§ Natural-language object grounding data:
==========
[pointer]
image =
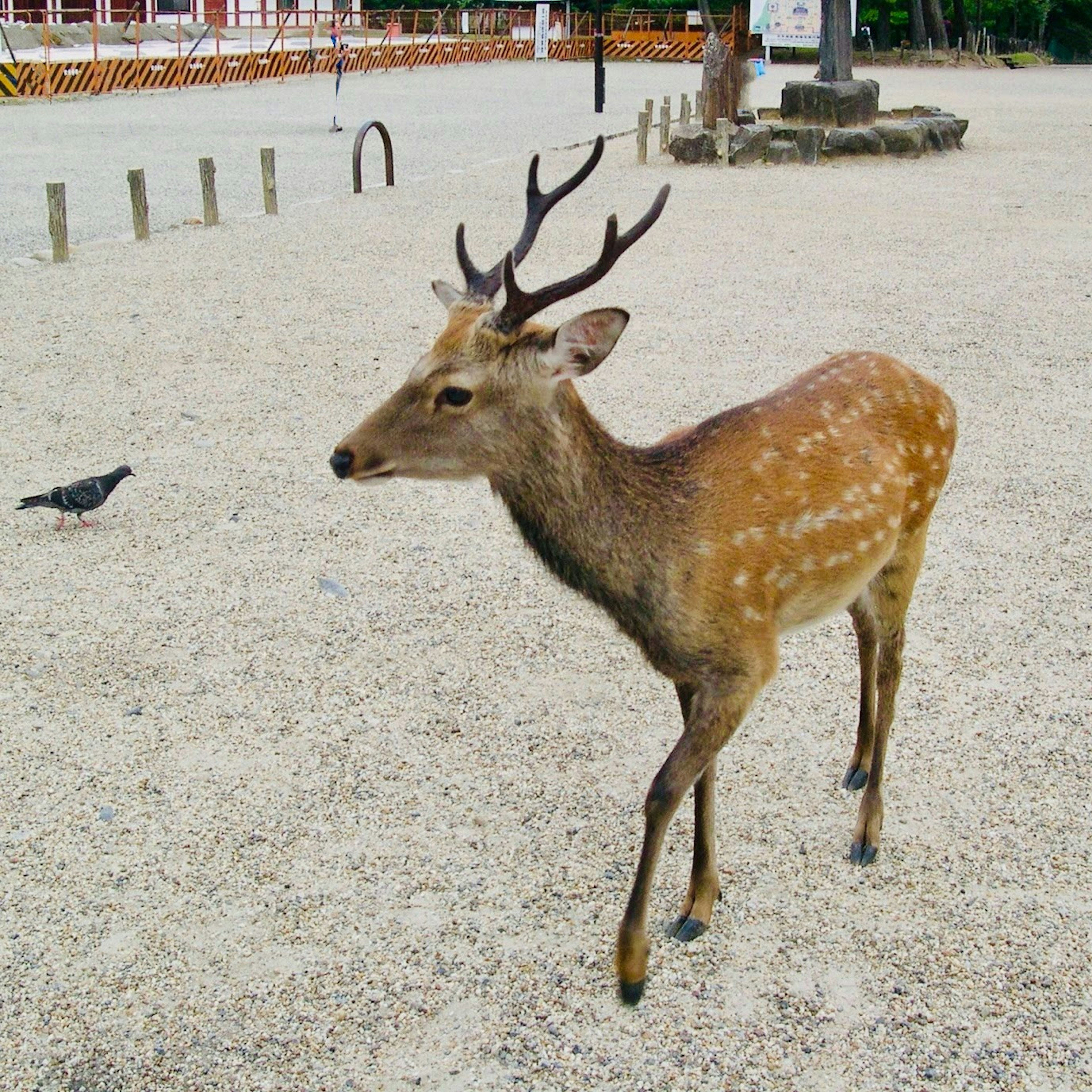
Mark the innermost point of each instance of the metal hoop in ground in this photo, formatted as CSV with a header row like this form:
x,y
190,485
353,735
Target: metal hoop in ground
x,y
388,153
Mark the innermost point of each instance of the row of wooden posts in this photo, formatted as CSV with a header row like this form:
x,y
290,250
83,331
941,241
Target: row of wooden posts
x,y
138,195
645,124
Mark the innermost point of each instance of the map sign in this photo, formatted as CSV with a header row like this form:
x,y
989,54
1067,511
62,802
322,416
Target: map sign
x,y
791,22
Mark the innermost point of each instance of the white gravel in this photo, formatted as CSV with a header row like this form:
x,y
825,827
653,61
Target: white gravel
x,y
259,835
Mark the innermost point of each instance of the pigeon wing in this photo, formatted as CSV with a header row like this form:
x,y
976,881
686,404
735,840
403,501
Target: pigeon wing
x,y
83,496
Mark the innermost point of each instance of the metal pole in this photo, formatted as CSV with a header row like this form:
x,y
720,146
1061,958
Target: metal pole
x,y
600,75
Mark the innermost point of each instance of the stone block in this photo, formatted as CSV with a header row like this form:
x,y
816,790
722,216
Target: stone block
x,y
853,142
748,144
810,140
694,144
830,104
905,139
782,151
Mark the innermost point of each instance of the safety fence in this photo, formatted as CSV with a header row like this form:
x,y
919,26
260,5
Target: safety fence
x,y
91,77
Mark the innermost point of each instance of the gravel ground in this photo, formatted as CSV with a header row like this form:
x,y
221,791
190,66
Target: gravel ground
x,y
440,121
261,837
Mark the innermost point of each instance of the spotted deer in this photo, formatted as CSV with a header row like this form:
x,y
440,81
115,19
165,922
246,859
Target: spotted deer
x,y
704,547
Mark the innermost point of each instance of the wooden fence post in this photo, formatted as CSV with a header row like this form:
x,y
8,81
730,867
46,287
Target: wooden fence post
x,y
723,139
139,197
58,220
208,170
642,137
269,181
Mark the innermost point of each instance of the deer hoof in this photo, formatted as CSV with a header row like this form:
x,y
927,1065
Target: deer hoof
x,y
630,992
855,778
687,928
862,854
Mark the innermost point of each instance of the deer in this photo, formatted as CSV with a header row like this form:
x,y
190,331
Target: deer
x,y
705,547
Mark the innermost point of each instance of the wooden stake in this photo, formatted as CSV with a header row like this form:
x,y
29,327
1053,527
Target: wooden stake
x,y
58,220
642,137
269,181
208,170
723,139
139,198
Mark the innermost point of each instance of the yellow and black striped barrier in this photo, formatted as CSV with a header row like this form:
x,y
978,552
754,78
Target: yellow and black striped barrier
x,y
34,79
9,81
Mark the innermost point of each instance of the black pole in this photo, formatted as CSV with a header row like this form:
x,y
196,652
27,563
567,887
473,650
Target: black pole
x,y
600,75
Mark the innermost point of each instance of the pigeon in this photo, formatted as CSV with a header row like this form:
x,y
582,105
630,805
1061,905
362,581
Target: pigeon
x,y
79,497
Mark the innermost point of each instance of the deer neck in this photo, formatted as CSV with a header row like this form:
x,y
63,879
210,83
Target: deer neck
x,y
595,510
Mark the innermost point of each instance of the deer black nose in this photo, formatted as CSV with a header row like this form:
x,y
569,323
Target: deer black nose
x,y
341,462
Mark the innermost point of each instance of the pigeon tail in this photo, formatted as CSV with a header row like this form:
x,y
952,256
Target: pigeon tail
x,y
43,500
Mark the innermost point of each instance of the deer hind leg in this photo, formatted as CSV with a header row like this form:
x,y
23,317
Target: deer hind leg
x,y
887,599
715,715
704,892
864,626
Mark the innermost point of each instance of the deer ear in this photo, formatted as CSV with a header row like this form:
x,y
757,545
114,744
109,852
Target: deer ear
x,y
584,343
447,294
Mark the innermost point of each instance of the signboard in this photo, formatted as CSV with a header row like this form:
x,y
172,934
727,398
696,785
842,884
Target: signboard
x,y
542,32
791,22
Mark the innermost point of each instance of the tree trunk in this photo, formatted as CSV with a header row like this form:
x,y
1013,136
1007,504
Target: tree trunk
x,y
884,27
960,28
836,41
935,24
917,26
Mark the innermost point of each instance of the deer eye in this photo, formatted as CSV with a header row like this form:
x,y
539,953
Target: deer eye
x,y
454,397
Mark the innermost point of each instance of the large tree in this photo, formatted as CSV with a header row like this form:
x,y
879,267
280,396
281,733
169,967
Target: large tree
x,y
935,24
917,26
836,41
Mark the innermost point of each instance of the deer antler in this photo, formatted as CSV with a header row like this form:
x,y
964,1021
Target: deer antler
x,y
519,305
486,286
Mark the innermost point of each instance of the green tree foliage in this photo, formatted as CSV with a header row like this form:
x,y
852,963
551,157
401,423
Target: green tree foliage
x,y
1065,27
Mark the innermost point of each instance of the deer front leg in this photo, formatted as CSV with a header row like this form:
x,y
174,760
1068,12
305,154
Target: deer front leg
==========
§ Exercise: Please output the records exactly, leaving the pictures out.

§ Finished exercise:
[pointer]
image =
Mark the innermost point of each instance of the metal hoop in ground in this photo, formatted as CSV with a header row like this form:
x,y
190,485
353,735
Target: metal hoop in ground
x,y
388,153
Mark the innermost point of each instance of the row of wooden posts in this photo, formatted as CSV with a header row like this form:
x,y
290,250
83,331
941,241
Target: row of wooden posts
x,y
138,195
645,124
Mark the innermost point of each instance of the map sign in this photo, formatted as CSV with a header row like this form:
x,y
989,54
1067,511
62,802
322,416
Target: map sign
x,y
791,22
Mark the innermost point of each instance of the white gravel in this photo, formatted as CSV with a header row like this form:
x,y
825,827
653,61
Target: white gravel
x,y
259,835
Mark the innermost point of each instance of the pigeon wing in this photo, formatted as CSV with a header row like this form:
x,y
976,881
686,404
735,840
403,501
Target: pigeon wing
x,y
83,496
Mark the innermost point of each instance of the metal pole in this photo, formatted as CSV with a header row like this form:
x,y
720,146
1061,958
Target: metal pole
x,y
600,75
Mark the innermost point of each instance of the stone block in this photo, formatted as CSV with a header row like this form:
x,y
816,790
722,216
Target: stone block
x,y
853,142
748,144
810,140
694,144
830,104
905,139
782,151
Mark the innermost point of each instance of the safety fence in this photo, formatted as CSV with a header row like this form:
x,y
919,26
260,5
Target: safety fence
x,y
91,77
Mark the innermost point of each instance of the gravel ground in this photo, formatted as CSV with a header row like this form:
x,y
221,791
190,66
Target: gravel ground
x,y
440,121
261,837
Mark the innermost point of each instance of the spotted deer in this photo, formatted as CSV with a header row like this form:
x,y
440,81
115,19
165,922
246,859
Target: spotted deer
x,y
704,547
Mark the innermost point of each instance of the wooden fence post in this photo, formatted as CSV with a header row like this form:
x,y
8,81
730,867
46,287
Target: wooden fence post
x,y
723,139
139,197
58,220
208,170
642,137
269,181
Mark the innermost point of each instance of the deer hoof in this photo, formatted as CSV with a header row like this form:
x,y
927,1065
Target: deer hoof
x,y
630,992
855,778
687,928
862,854
Mark the innermost point of each instance of the deer in this photo, formatted as CSV with a header row like this form:
x,y
190,331
Target: deer
x,y
705,547
Mark the innermost point of each instance of the wooden stake in this photo, formatted as CSV with a header row like this form:
x,y
29,327
1053,527
Target: wooden stake
x,y
58,220
642,137
269,181
208,170
723,139
139,198
Mark the innermost point of each instance of the yellow and black striped barrier in this photo, formatted as CSV with a header row like this form:
x,y
978,552
754,78
Target: yellow and black striped barrier
x,y
34,79
9,81
Mark the innermost point of each instance of the black pole in this photo, formatted as CSV with a header row like this form:
x,y
196,652
27,563
567,887
473,650
Target: black pole
x,y
600,75
Mark the innermost point of each instance of the pigeon in this photo, formatted as CSV with a header row like this form:
x,y
582,105
630,805
1061,905
362,581
Target: pigeon
x,y
79,497
Mark the innermost point of each instance of the deer neck in this photo, formatted as CSV with a header row like this form:
x,y
63,879
210,83
Target: deer neck
x,y
595,510
Mark the innermost point of each instance of the deer black nose in this photo, formatted as CSV with a header row like this form:
x,y
569,323
Target: deer black nose
x,y
341,462
Mark the innermost point of each instance of the pigeon tail in this photo, formatted as CSV with a header row like this form:
x,y
952,256
Target: pigeon tail
x,y
43,500
Mark the innermost point of each instance of the deer hind leg in this photo, formatted as CSV with a header row like this form:
x,y
23,317
Target: deer hind leg
x,y
887,599
715,715
704,892
864,626
Mark the innermost point of each instance of the deer ear in this photo, formatted as CSV with a header row like this form:
x,y
757,545
114,744
109,852
Target: deer ear
x,y
584,343
447,294
Mark the innermost point of each instance of the signboard in this photo, formatted as CSV with a header row like this form:
x,y
172,934
727,398
696,785
842,884
Target: signboard
x,y
542,32
791,22
Mark the innermost point of each instance of the tree trunk in this photo, formatted as CSV with a header row like this form:
x,y
1013,136
1007,504
Target: tree trunk
x,y
884,27
960,28
836,41
935,24
917,26
Mark the innermost point of each instance of the deer eye in this photo, formatted as CSV with a header row like this form:
x,y
539,953
Target: deer eye
x,y
454,397
Mark the innermost point of each instance of the large tree in this photo, formatted as CSV with a header row like this form:
x,y
879,267
280,396
281,733
169,967
Target: large tree
x,y
935,24
917,26
836,41
Mark the innermost point of each instance of the deer antler in this photo, formatted as CSV with a header row like this form:
x,y
964,1021
Target: deer antler
x,y
519,305
486,286
Mark the innermost point of each instance of the green tree foliage in this photo, formatted as CSV with a header row like this form:
x,y
852,963
551,157
401,423
Target: green tree foliage
x,y
1065,27
Mark the innermost point of each instance of the deer front leg in this photo, formatted as CSV with a header row like this form:
x,y
174,760
1068,12
305,154
Target: deer front leg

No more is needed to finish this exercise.